To do:
1. In the conversation, Billy puts "safety dance, men without Hats" on his good mood playlist. What reason does he give for including it?
2. In the conversation, copy everything from "But often I" down to "I ever had.", and swap "softer music" for "gentler music".

Passage shown:
☆ ☆ ☆

Billy’s Recommendation

Billy: That’s a really good question. So, I would strongly encourage people to check out the Jordan Harbinger Show. It’s another podcast. He, he’s fantastic. Like, that’s the show that I’m emulating. That’s the quality of show that I’m trying to get to someday. I would say, try a chip’s list, and if you need help with the chips list or you need help creating some structure in, in your day, let me know.

 that actually brings me a lot of joy is having those kinds of conversations. I’d love to connect with any of your listeners out there who just want a little bit more structure. You can hear how structure oriented I am and how much that helps me. And it’s not to say that I have the magic fix for, for you, but maybe we can sit down and we can have that conversation.

I also think too, creating a good mood playlist on your Spotify. So, my Favorite band is Pearl Jam. I’ve seen Pearl Jam 50 times in nine different countries. So, I’m very passionate about Pearl Jam, right? So, I take a deep interest in, in Pearl Jam, I love music from that era, from the grunge era, right?

The thing is, a lot of its kind of dark, and a lot of it talks about, you know, you listen to Alice in Chains, you know, you listen to the lyrics of Dirt and you listen to the lyrics of Nutshell. Those are some pretty intense lyrics, right? And they serve a purpose, you know, they elicit a mood, but you should also have a good mood playlist and that good mood playlist should be all the songs that you are embarrassed to let people know that you enjoy

So, on my good mood playlist party in the U S A by Miley Cyrus is on there and when it plays, I dance, Is mm-bop by Hanson on there? Absolutely. It’s on there. So, they’re just songs that are so silly, safety dance, men without Hats. Absolutely on my good mood playlist because when I hear it, it makes me laugh at how ridiculous of these songs they are, but yet they, elicit this good mood.

I can’t help but smile and laugh when I hear them. I can’t help but, you know, just dance around silly while I hear them try making a good mood playlist and, and maybe that’s what you listen to on your way to work, or maybe that’s what you listen to on your way home so that you can ramp up that energy so that you can meet people with the energy that they, deserve right from, from you.

So, check that out. It might work. And if you need suggestions for good songs, let me know because I’ve got all the sweet jams.

Simon: I love that notion because it reminded my own journey as well. And growing up when I was in my darkest days, I would listen to a lot of heavy metal like Korn, Metallica, System of a Down, Limp Bizkit, you know, these big heavy metal bands.

But then when I started to step myself out of those dark days, I was more intentionally listened to things like Jack Johnson and John Butler Trio and those types of guys, because it was just more soothing. And I noticed a feeling change in me, like I felt more relaxed, even though I still love, you know, if I’m feeling stressed or anxious and I want to hit that treadmill, I’m happy to listen to System of a Down or Metallica or whatever cause it gets me going.

But often I turn more to softer music these days just for that mood boost and that calming thing. But when you were talking about the Miley Cyrus, cause that’s on my positive playlist as well. I love that song. My wife laughs at me all the time, is Mariah Carey, every, it’s Christmas, so, you know, Mariah Carey comes up every year and it’s not so much the Christmas songs, it reminds me of the first CD I ever had.

And it was a birthday gift from a girl, from school, and it was Mariah Carey’s Daydream. So anytime Mariah Carey comes on, I just get this good feeling about my first CD and, and I quietly sing to myself in the car.

Billy: Oh, that’s fantastic.

Simon: But anyway, Billy, I’ll let you go. We’re going to, take two of this for when I come on your podcast in a little while as well. And, and I think both episodes will probably come out similar timing, so that might be nice as well.

but thanks so much for coming on and being mindful with me. I’ve really enjoyed our chat and, and I look forward to catching up very soon.

Billy: Yeah, this was a lot of fun. Thank you, Simon. I really appreciate it.

☆ ☆ ☆

(Saved entries)

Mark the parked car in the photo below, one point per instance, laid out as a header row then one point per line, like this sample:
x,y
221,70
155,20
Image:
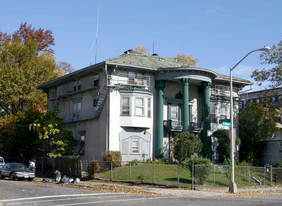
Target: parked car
x,y
16,171
2,162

☆ ☆ ☆

Your written answers:
1. Billy says that hearing it makes him laugh at how ridiculous the song is, and yet it still brings on a good mood.

2.
But often I turn more to gentler music these days just for that mood boost and that calming thing. But when you were talking about the Miley Cyrus, cause that’s on my positive playlist as well. I love that song. My wife laughs at me all the time, is Mariah Carey, every, it’s Christmas, so, you know, Mariah Carey comes up every year and it’s not so much the Christmas songs, it reminds me of the first CD I ever had.